[Dataset records]

######

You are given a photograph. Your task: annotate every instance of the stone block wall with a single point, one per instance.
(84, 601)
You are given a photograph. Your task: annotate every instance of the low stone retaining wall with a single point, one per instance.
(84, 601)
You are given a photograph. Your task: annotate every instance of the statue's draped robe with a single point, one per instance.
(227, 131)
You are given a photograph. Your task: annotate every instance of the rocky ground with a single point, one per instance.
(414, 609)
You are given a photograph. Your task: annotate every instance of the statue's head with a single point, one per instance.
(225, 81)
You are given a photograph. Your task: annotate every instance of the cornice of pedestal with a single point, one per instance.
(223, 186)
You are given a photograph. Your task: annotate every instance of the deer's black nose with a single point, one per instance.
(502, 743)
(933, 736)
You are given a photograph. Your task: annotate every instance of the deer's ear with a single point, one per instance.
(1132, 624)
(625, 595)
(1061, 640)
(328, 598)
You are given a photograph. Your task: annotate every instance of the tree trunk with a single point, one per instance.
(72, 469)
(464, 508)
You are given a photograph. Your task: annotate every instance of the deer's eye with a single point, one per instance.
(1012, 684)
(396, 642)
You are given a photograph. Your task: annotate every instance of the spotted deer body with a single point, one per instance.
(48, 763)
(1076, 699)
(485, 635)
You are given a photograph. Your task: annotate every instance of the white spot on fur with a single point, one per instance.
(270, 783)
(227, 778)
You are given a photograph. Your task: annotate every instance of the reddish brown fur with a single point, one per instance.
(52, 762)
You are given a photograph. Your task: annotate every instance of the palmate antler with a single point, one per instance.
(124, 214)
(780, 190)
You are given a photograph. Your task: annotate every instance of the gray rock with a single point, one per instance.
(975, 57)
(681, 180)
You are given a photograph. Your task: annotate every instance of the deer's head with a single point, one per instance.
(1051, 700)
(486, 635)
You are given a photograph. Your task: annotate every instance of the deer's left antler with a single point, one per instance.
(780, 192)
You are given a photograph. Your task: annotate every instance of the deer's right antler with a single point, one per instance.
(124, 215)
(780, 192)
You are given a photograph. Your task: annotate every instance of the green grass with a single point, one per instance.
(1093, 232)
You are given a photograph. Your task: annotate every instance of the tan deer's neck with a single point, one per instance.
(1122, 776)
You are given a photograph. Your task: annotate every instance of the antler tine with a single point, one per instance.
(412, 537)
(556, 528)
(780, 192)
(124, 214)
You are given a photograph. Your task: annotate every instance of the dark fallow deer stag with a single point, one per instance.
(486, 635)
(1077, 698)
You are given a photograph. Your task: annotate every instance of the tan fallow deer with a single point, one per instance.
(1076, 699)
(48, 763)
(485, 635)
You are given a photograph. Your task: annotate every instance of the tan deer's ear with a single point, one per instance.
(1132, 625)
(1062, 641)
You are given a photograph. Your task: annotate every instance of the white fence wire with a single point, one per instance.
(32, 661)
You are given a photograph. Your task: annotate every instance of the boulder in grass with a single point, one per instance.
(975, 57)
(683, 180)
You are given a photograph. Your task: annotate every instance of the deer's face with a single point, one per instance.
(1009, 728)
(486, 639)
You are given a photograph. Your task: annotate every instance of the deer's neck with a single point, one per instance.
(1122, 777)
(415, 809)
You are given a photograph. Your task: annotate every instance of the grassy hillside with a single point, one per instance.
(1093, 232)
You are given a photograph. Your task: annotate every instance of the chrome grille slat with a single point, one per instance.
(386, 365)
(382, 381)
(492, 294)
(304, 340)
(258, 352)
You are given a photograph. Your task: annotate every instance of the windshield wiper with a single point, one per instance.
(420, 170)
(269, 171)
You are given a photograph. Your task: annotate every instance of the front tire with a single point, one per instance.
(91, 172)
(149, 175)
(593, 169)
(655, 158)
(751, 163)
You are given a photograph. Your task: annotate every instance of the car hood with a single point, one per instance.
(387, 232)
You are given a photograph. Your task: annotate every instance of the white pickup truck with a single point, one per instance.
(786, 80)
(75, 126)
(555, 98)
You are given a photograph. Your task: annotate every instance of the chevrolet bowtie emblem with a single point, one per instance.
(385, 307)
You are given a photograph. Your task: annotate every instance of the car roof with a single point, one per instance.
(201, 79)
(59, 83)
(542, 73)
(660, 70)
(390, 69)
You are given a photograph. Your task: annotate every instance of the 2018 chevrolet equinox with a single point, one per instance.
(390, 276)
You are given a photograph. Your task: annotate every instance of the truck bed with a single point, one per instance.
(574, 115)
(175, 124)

######

What is needed: Write out exactly the lines starting with the one that holds "emblem with a single point, one per instance." and running through the last line above.

Response:
You are given a photograph. Your task: annotate every instance of the chevrolet bowtie emblem with a single point, one per instance.
(385, 307)
You are given a photograph. Your task: annotate every instance of the car roof with a single point, one per instance.
(201, 79)
(59, 83)
(542, 73)
(660, 70)
(390, 69)
You are given a photograph. Your task: annotate every instance of the 2018 chevrolet equinox with a single point, one per instance.
(390, 276)
You are given a photograph. Your task: annotate every instance of the truck bed with a single point, one per instance.
(574, 115)
(175, 124)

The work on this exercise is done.